Start of Block

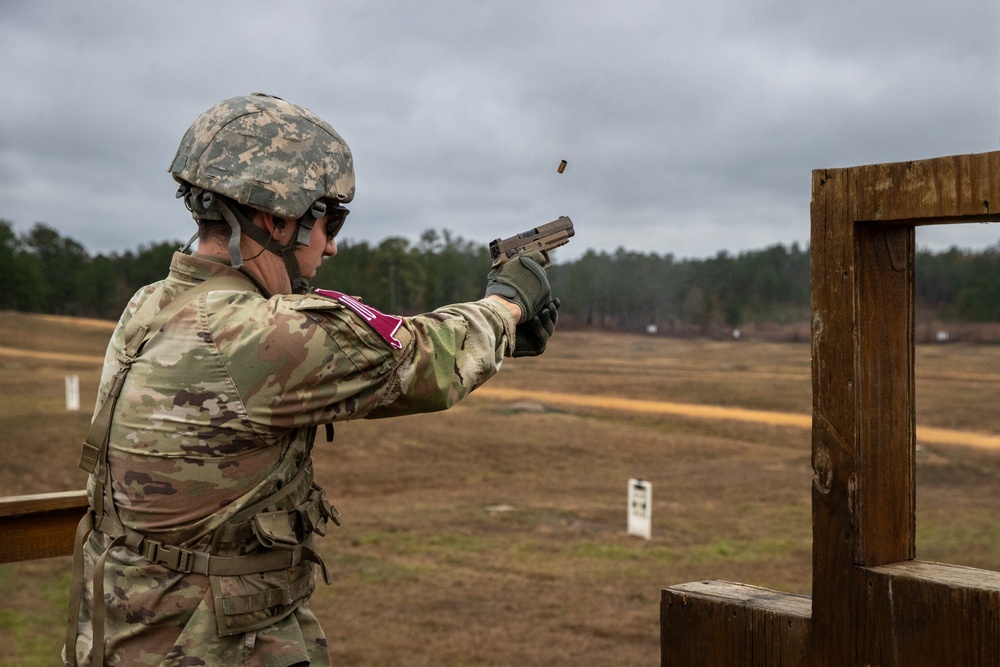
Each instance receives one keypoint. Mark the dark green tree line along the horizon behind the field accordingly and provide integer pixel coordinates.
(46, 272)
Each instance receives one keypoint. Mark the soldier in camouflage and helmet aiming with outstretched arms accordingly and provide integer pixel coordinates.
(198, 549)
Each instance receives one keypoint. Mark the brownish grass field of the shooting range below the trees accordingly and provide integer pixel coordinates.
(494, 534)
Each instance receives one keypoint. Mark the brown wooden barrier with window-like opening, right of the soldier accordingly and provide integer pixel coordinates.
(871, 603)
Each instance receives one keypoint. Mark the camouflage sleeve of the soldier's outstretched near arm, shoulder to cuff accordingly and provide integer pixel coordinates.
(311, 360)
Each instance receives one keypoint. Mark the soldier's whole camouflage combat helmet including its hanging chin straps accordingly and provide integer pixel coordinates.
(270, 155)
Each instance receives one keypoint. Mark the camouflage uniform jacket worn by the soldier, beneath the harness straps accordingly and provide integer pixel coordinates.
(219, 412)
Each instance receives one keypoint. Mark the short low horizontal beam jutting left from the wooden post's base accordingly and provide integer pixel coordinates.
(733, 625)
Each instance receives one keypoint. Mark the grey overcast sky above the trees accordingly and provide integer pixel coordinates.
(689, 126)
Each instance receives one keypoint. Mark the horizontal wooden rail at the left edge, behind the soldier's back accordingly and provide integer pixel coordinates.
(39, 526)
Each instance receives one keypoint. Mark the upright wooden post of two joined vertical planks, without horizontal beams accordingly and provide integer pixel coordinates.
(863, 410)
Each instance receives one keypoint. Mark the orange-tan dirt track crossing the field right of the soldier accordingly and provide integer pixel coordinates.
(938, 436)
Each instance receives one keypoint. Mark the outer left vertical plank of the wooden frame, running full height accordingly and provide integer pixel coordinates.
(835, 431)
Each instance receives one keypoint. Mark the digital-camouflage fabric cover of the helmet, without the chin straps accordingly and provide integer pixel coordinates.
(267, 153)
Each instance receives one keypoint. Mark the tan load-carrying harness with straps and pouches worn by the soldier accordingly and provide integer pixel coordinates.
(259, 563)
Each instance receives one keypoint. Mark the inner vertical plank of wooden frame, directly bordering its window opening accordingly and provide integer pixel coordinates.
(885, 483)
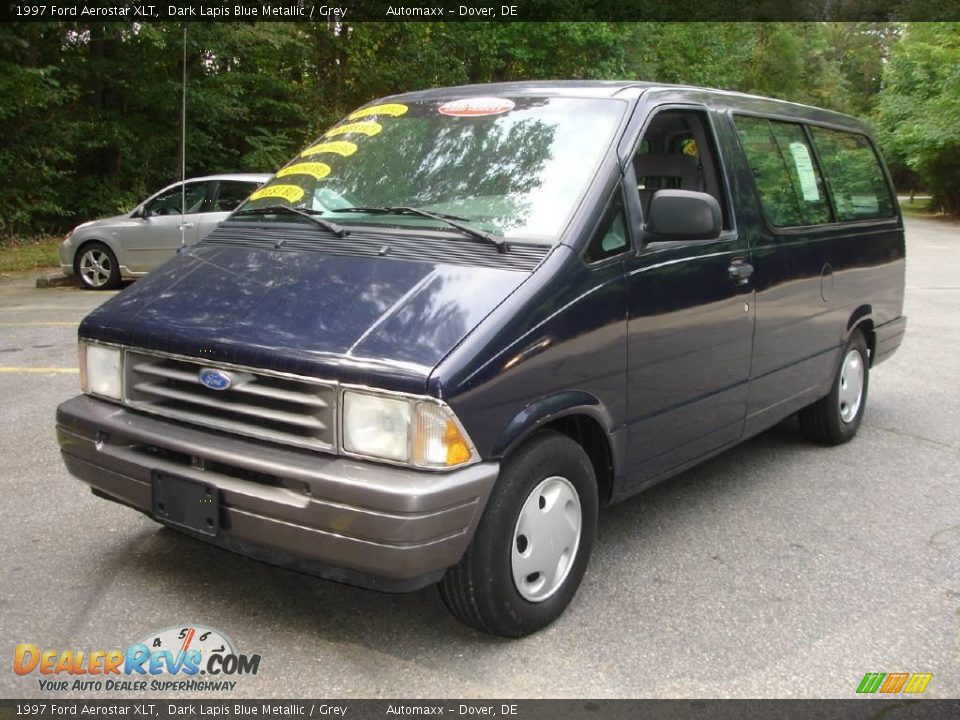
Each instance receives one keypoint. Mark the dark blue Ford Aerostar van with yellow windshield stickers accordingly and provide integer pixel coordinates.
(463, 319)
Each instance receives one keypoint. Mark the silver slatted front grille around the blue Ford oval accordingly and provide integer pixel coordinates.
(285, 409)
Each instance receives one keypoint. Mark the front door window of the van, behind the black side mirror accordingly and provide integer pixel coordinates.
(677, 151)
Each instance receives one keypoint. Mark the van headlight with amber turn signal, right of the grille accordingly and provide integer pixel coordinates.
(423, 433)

End of Block

- **EXERCISE AIM**
Print only the lines running from the one containing "Each instance receives one keypoint. Mark the inner" to the end of the data above, exactly; include no pictures.

- **RESULT**
Each instance receives one keypoint. Mark the inner vertical plank of wooden frame, directly bordering its window opening accordingly and provide integer pixel coordinates.
(885, 483)
Each instance receives one keypoint. Mark the dark blue Ford Aerostar van with yellow windshield stickers accordingly and provide integer pixel coordinates.
(463, 319)
Each instance receives one keypoint. Mark the silver slatted front grille around the blue Ford oval accordingly and provide integer pixel coordinates.
(285, 409)
Each instance receives one keypoint. Mark the front door window of the van, behind the black side mirror accordingly and provide integer pixel coordinates.
(677, 151)
Each instance receives one keypoint. Mark the van headlight with amber turn signal, right of the grille accordingly and provide integer pixel coordinates.
(423, 433)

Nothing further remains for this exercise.